> **EXERCISE AIM**
Return all of the lines below exactly as they are.
——
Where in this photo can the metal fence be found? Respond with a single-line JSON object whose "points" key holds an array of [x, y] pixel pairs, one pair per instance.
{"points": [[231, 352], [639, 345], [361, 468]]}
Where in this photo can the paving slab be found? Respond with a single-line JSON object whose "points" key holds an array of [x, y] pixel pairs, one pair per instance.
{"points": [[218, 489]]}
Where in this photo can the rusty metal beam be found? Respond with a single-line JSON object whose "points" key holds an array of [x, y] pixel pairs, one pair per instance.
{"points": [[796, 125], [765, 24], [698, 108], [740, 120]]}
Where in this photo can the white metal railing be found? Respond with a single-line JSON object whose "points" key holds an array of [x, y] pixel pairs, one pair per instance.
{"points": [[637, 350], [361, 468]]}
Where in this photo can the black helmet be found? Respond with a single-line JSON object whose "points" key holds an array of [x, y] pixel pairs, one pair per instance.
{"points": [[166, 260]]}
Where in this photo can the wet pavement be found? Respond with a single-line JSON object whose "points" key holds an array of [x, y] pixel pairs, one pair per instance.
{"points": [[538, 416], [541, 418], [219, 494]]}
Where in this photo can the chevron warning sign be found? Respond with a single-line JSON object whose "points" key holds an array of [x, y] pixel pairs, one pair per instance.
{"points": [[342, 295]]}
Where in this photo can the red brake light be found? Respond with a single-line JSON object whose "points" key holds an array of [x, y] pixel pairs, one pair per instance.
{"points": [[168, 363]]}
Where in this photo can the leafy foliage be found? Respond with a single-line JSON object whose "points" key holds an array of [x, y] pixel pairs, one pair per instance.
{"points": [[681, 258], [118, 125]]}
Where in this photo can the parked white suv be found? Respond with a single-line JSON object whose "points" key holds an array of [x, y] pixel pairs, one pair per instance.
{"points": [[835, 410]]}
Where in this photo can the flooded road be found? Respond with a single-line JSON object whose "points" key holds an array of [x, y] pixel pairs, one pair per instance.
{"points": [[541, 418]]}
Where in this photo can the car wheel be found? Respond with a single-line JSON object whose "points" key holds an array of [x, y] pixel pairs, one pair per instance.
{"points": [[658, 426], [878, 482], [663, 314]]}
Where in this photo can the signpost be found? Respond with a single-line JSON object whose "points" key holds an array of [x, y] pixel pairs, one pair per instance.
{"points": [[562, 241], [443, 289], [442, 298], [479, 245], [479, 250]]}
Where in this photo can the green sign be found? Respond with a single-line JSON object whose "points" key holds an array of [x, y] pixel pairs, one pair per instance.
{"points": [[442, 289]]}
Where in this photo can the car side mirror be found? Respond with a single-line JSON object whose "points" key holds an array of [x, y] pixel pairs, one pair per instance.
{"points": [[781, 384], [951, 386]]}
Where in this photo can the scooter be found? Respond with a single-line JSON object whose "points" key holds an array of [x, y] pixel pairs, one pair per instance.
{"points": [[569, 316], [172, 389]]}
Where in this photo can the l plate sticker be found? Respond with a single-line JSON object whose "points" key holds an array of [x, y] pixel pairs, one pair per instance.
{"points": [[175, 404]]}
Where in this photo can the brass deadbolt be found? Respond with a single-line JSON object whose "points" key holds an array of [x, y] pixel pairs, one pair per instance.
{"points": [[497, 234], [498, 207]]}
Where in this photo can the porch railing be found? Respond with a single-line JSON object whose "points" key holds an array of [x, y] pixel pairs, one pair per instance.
——
> **EXPECTED ANSWER**
Where in this photo can the metal fence be found? Respond with a single-line JSON object whose "points" key holds an array of [x, y] pixel pairs, one pair per instance.
{"points": [[231, 352], [639, 345], [361, 468]]}
Where in this photo can the paving slab be found? Respond with a single-line JSON object whose "points" key holds an array of [x, y] pixel pairs, one pair per instance.
{"points": [[218, 489]]}
Where in this photo can the rusty metal beam be found? Respond with a single-line JSON object whose "points" key holds an array of [x, y] pixel pairs, one pair per instance.
{"points": [[796, 125], [765, 24], [698, 108], [740, 120]]}
Where in this photo can the white metal railing be found? Respond with a single-line JSON object whose "points" key holds an array of [x, y] pixel pairs, one pair per instance.
{"points": [[637, 350], [361, 468]]}
Where in this photo can the black helmet be found? Respond with a single-line JSON object whose "points" key holds an array of [x, y] pixel pairs, one pair per instance.
{"points": [[166, 260]]}
Where in this photo can the wet pavement be found? Respond with a single-line JSON object whose "points" key holds an array of [x, y] pixel pairs, one pair per instance.
{"points": [[538, 416], [541, 418], [219, 494]]}
Where in this photo can the chevron warning sign be found? Respond with a single-line JSON object whose "points" key holds an array of [x, y] pixel pairs, one pair per instance.
{"points": [[342, 295]]}
Where in this photo can the red brake light be found? Respond with a single-line JSON object whose "points" key holds an array of [x, y] pixel pairs, one pair per instance.
{"points": [[168, 363]]}
Where in this photo can the leafy foliage be found? Respond with a single-line JSON object whose "points" key holds an array of [x, y] pixel pairs, one pair per instance.
{"points": [[681, 258], [118, 125]]}
Where in this photo can the parked white suv be found? Respond with a single-line JSON object whose "points" key holds an array of [x, y] pixel pairs, one pair per instance.
{"points": [[835, 410]]}
Where in this photo can the flooded road be found? Respond with a single-line JSON object whose "points" key holds an array of [x, y] pixel pairs, one pair per instance.
{"points": [[541, 418]]}
Where in this photo can the car wheel be found? Respond with a single-line JSON object whose "points" key holds an array of [x, y] pixel pairs, one pair per instance.
{"points": [[658, 426], [878, 482], [663, 314]]}
Where in this photo can the signpost be found? Respond with a single-line JSON object whose "points" key holds an array of [x, y] pixel pairs, one pair per instance.
{"points": [[562, 241], [443, 289], [442, 298], [479, 245], [479, 250]]}
Where in this photo can the green sign be found? Respond with a single-line JSON object whose "points" key holds an array of [x, y] pixel pairs, one pair per instance.
{"points": [[442, 289]]}
Where in this photo can the car side mirror be found? Respond with a single-line JSON object whose "points" key holds an array of [x, y] pixel pairs, one pair per instance.
{"points": [[781, 384], [951, 386]]}
Where in this photo can the scooter be found? Respond with a single-line JSON object whose "points" key holds an array of [x, y] pixel pairs, one pair per instance.
{"points": [[569, 316], [172, 389]]}
Where in this photo can the l plate sticker be found? Respond with a single-line JSON object whose "points" key holds an array of [x, y] pixel pairs, one pair per instance.
{"points": [[175, 404]]}
Where in this photo can the brass deadbolt be found? Respond with a single-line JSON object whose "points" key holds an array of [x, y] pixel pairs, one pair per instance.
{"points": [[497, 234], [498, 207]]}
Where in this photo can the porch railing be found? Respond with a single-line JSON object whose "points" key holds an array of [x, y] pixel pairs, one pair per instance.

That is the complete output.